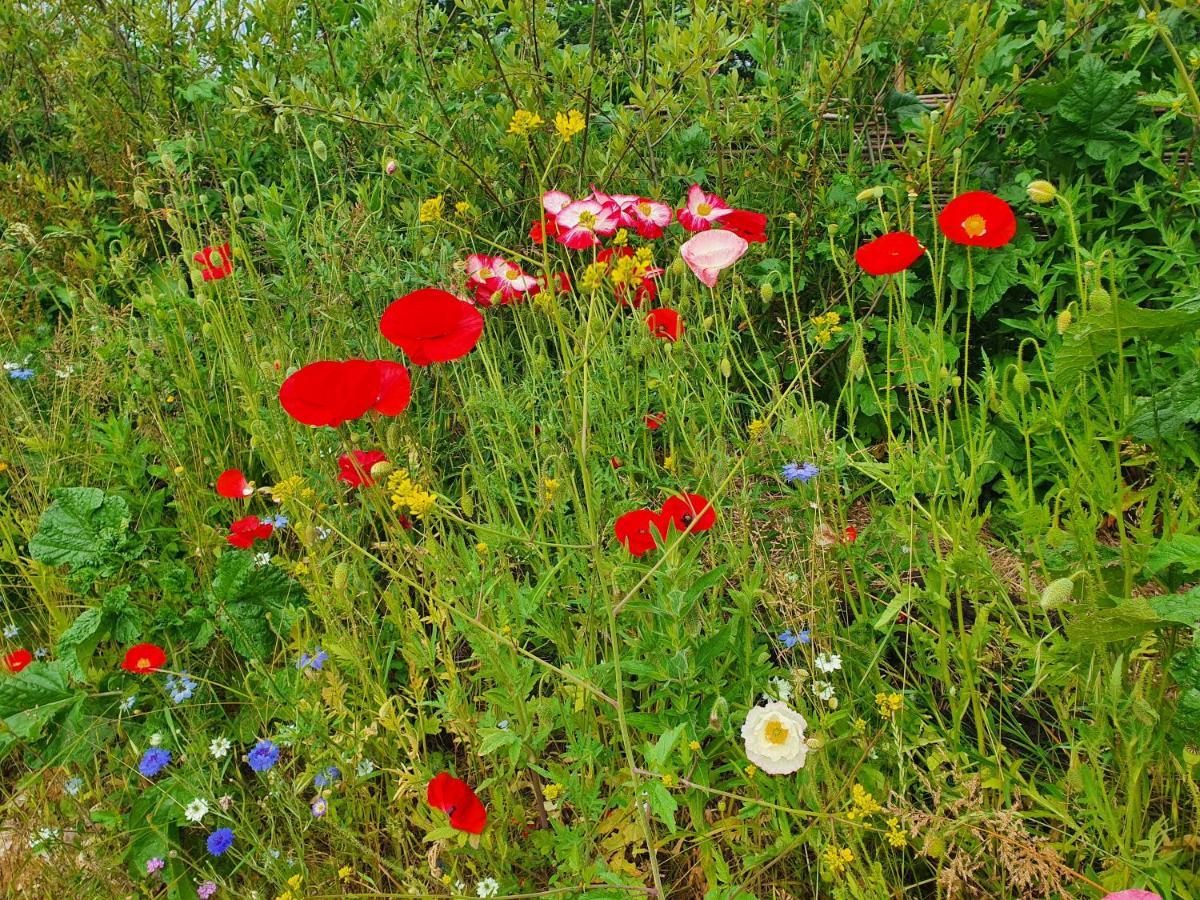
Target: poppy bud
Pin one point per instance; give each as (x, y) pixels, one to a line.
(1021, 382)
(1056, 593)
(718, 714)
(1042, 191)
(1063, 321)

##############################

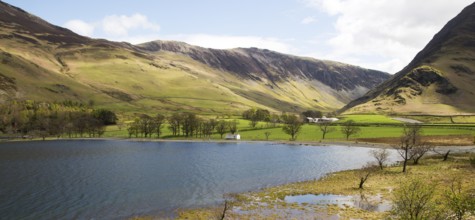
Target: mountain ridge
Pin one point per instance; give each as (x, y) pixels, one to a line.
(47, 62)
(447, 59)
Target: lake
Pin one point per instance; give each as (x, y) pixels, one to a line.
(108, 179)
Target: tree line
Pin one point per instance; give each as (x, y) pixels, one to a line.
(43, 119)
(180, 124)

##############################

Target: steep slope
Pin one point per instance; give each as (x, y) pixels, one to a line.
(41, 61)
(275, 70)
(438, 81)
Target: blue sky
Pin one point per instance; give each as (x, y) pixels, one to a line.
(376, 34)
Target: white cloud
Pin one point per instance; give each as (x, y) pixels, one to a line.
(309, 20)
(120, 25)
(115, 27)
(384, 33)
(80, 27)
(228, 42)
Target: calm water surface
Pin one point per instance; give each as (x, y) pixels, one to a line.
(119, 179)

##############################

Lines holding the word "Target" are the answer; copy each one from the records above.

Target: poppy bud
Target: mountain ridge
Target: lake
Target: tree line
Target: steep slope
Target: blue sky
Target: white cloud
Target: calm water surface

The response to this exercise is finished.